Sandro Grande aura été l’entraîneur-chef de l’équipe de réserve du CF Montréal pendant 15 heures. Quinze heures de trop. Jamais il n’aurait dû être nommé à ce poste.

Pourquoi ?

Parce qu’au lendemain de la tentative d’assassinat envers la première ministre Pauline Marois, en 2012, Grande a publié deux messages haineux et dégradants. Un sur Facebook, l’autre sur Twitter. Dans le premier, il a qualifié les souverainistes de « stupides » et de « hillbillies » (colons). Le second se lisait comme suit : « La seule erreur que le tireur a commise la nuit dernière, c’est de rater sa cible !!! Marois !!! La prochaine fois mon gars ! J’espère ! »

Grande s’était excusé publiquement pour le premier message, mais jamais pour le deuxième. Son argument : son compte Twitter avait été piraté. Possible ? Oui. Probable ? Non. La direction du CF Montréal a tenu à présenter ses excuses à Pauline Marois, mardi, ce qui sous-entend qu’elle croit que Grande était responsable dudit message.

Comment en est-on arrivé là ?

Comment les patrons du CF Montréal, pourtant des gens brillants et bien ancrés dans la communauté québécoise, ont-ils pu manquer autant de « sensibilité » et d’« empathie », pour citer le président Gabriel Gervais ?

#### Données:
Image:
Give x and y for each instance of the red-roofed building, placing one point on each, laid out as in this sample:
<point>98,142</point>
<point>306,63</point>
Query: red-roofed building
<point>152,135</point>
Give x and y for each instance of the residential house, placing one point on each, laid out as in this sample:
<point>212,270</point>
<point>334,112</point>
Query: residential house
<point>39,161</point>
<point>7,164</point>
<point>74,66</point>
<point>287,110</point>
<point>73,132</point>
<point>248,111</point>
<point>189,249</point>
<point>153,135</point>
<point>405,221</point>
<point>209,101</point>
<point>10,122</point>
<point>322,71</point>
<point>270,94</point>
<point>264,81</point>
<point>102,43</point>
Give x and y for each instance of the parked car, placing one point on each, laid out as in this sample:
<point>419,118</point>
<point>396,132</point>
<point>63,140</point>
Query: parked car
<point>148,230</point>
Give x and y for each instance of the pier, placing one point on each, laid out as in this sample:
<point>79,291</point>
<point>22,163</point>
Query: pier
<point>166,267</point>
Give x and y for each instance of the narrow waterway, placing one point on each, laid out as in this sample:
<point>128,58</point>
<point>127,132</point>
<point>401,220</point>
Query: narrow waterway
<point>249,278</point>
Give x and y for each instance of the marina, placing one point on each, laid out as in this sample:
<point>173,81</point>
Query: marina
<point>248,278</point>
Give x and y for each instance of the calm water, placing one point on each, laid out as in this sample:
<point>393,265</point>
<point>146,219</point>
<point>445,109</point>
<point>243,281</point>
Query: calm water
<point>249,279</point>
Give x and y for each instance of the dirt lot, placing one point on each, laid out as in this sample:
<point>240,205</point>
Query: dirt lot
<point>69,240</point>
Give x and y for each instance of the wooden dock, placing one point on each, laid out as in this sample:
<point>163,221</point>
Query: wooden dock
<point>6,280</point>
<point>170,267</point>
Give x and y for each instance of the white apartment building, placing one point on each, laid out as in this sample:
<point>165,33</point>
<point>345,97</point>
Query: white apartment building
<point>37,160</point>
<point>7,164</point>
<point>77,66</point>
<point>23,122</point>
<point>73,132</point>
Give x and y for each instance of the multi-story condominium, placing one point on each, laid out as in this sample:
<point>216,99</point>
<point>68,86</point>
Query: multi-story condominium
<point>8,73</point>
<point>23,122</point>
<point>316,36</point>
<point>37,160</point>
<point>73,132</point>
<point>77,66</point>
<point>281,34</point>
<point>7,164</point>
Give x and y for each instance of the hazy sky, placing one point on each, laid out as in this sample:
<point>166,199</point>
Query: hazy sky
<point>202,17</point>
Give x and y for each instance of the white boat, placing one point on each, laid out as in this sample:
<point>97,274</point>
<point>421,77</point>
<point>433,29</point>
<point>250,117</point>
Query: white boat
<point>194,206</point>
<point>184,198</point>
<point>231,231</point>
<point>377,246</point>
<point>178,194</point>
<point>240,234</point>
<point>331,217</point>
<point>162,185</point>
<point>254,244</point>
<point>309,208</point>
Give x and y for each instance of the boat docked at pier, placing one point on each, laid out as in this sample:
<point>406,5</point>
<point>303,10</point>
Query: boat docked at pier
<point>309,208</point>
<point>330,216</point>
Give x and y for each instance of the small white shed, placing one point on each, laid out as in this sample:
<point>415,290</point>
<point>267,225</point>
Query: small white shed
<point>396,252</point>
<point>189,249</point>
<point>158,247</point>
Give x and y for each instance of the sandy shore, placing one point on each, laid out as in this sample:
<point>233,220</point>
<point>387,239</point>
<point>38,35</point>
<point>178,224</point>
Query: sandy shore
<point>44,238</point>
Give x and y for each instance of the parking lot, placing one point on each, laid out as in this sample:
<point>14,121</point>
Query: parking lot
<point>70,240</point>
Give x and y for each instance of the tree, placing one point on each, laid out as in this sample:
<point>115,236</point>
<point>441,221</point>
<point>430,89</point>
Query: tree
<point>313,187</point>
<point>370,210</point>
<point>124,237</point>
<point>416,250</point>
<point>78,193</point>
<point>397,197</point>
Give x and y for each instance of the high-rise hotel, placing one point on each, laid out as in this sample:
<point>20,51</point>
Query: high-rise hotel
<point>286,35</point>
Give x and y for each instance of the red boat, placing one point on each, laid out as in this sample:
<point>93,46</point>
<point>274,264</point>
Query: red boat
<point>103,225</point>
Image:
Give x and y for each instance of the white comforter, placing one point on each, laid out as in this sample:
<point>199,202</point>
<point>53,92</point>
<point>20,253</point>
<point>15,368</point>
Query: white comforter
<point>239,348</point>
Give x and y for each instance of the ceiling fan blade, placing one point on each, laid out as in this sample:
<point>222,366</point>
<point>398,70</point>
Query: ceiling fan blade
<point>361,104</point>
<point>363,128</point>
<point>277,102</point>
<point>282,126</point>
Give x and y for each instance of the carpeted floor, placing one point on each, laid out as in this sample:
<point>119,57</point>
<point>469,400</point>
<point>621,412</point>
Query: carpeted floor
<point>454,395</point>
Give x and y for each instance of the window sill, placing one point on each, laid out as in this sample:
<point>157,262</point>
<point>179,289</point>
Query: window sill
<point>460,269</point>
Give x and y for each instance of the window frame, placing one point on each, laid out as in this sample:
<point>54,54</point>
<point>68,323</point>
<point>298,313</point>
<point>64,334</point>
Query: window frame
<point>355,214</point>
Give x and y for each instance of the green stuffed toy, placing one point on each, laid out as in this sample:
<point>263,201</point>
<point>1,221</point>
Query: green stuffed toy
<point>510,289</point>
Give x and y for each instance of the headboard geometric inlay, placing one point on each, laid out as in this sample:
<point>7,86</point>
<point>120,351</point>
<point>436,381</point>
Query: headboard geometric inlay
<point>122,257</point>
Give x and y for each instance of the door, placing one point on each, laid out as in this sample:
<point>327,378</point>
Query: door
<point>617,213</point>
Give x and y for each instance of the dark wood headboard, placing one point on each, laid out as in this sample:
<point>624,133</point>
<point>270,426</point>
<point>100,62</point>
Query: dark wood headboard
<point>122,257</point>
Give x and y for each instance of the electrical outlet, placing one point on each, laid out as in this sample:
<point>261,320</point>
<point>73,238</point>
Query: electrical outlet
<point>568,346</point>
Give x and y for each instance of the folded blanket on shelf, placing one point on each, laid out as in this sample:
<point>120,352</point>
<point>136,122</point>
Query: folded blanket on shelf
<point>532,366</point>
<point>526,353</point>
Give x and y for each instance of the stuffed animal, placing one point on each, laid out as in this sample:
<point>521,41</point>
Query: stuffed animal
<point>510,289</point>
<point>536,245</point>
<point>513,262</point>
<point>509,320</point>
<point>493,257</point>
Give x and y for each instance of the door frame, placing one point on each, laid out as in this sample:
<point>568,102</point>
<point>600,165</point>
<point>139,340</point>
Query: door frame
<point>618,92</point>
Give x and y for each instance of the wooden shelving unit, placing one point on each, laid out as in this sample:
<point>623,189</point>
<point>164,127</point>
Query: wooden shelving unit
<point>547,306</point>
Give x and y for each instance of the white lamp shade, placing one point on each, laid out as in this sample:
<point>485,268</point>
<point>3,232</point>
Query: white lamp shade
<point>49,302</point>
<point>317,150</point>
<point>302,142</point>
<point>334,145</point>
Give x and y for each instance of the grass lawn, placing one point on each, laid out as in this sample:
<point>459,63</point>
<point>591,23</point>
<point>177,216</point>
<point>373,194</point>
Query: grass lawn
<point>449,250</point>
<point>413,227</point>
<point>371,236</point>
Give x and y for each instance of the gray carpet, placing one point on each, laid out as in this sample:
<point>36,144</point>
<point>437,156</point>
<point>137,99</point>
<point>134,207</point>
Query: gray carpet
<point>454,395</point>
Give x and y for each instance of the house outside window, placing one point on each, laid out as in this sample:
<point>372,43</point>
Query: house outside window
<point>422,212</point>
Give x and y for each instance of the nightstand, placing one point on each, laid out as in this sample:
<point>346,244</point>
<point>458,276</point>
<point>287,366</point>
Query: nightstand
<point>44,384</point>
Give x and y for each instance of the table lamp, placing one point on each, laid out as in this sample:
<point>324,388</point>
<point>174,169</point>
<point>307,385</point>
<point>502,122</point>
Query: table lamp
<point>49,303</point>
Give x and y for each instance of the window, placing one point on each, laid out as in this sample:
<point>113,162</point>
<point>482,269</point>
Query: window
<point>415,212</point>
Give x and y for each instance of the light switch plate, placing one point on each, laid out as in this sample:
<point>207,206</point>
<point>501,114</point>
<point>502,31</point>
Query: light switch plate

#### Consigne 1:
Reformulez plus brièvement le paragraphe du texte sur Sandro Grande qui commence par « Grande s’était excusé publiquement », en conservant ses faits essentiels.
#### Consigne 2:
Poursuivez le texte sur Sandro Grande à partir de sa dernière phrase.
Les lignes constituent un matériau distinct du texte sur Sandro Grande.

#### Résultat attendu 1:
Grande s’est excusé publiquement pour son message sur Facebook, mais jamais pour celui sur Twitter. Il a soutenu que son compte avait été piraté, une explication possible mais peu probable. Mardi, la direction du CF Montréal a présenté ses excuses à Pauline Marois, ce qui laisse entendre qu’elle tient Grande pour responsable de ce message.

#### Résultat attendu 2:
Parce qu’ils ont été aveuglés. Aveuglés par le CV éblouissant de Grande. Aveuglés par les promesses de jours meilleurs pour le développement de leurs espoirs. Aveuglés par les bénéfices, qu’ils croyaient supérieurs aux dommages pour le club. « Sandro est le meilleur tacticien au Canada », m’a dit Gervais en marge de sa conférence de presse, mardi. C’est dire tout le bien que le CF Montréal pense de Grande.

PHOTO HUGO-SÉBASTIEN AUBERT, ARCHIVES LA PRESSE

Le président du CF Montréal, Gabriel Gervais

« Notre jugement a été altéré par notre volonté de donner à Sandro Grande une deuxième chance, a ajouté Gervais dans son allocution. Force est d’admettre aujourd’hui que ce fut une erreur. »

La direction du club était bien évidemment au courant des déclarations antérieures de Grande. Ce fut d’ailleurs soulevé dans son entretien d’embauche. L’équipe était aussi dans son droit de lui accorder une deuxième chance. Après tout, Grande n’est pas en prison. Il peut travailler. Il pourrait même se présenter comme candidat aux élections, s’il le désirait.

Or, obtenir une deuxième chance dans la sphère publique, ce n’est ni un droit acquis ni un automatisme. C’est un privilège. La personne fautive doit démontrer qu’elle a changé. Qu’elle s’est améliorée. Qu’elle a appris de ses erreurs.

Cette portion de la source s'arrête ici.